Task to complete: Rewrite the data from the line containing "Locate the boy in" through the end of the data, both included, and output only those lines, with the requests unchanged. Scale every coordinate in the answers by 0.45 and round to whole numbers, with halves rounded up.

Dataset items:
☆ ☆ ☆ ☆ ☆ ☆ ☆

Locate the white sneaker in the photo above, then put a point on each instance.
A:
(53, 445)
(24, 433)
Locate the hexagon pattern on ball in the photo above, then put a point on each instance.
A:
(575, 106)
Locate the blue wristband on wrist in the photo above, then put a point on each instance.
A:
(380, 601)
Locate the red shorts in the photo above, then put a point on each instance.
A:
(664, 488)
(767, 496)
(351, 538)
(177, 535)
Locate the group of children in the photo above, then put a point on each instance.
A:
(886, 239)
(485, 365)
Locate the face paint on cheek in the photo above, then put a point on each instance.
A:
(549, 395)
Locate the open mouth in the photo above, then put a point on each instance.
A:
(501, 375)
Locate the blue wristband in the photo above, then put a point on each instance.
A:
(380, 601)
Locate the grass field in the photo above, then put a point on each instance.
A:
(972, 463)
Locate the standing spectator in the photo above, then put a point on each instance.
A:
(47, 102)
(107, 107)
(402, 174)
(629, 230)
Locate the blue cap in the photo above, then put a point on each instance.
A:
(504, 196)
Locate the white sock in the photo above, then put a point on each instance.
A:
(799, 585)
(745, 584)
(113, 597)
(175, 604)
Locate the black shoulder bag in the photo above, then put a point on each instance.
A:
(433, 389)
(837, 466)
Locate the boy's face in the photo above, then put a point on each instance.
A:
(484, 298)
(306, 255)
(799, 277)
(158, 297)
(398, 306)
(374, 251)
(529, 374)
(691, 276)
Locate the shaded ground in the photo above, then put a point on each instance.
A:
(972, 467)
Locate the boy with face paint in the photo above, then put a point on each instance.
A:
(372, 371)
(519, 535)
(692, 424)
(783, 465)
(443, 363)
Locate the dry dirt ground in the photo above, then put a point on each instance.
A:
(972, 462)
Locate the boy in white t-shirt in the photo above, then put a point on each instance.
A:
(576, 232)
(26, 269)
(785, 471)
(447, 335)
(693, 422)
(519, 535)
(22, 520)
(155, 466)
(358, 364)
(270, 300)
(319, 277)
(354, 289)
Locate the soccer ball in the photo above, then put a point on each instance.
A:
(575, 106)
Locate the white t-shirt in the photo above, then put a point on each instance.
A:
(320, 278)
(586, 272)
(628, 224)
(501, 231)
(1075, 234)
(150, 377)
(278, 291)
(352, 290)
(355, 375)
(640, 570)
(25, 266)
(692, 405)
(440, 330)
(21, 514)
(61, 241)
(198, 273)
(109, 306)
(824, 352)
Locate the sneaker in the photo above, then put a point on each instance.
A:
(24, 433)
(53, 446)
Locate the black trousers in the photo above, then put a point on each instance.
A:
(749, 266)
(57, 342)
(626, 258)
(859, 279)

☆ ☆ ☆ ☆ ☆ ☆ ☆

Written answer:
Locate the boy in white t-shirt in the photo above, then put a point on each instance.
A:
(259, 104)
(12, 121)
(353, 212)
(201, 151)
(312, 190)
(234, 241)
(10, 234)
(70, 210)
(161, 164)
(122, 135)
(144, 125)
(159, 130)
Locate the soccer ball in the photo above, then put a point on each instance.
A:
(259, 48)
Locate the white t-shirt in the photo above, then put a point on each instance.
A:
(144, 125)
(264, 122)
(283, 101)
(225, 104)
(484, 105)
(68, 170)
(125, 131)
(158, 131)
(160, 169)
(288, 257)
(11, 120)
(311, 182)
(198, 149)
(9, 231)
(27, 108)
(89, 123)
(49, 138)
(371, 158)
Locate the sneaker in the photo above, then put a point on each instance.
A:
(11, 195)
(24, 201)
Locate the black trousers in the photo above, then put a point on each instance.
A:
(337, 120)
(26, 154)
(282, 116)
(387, 126)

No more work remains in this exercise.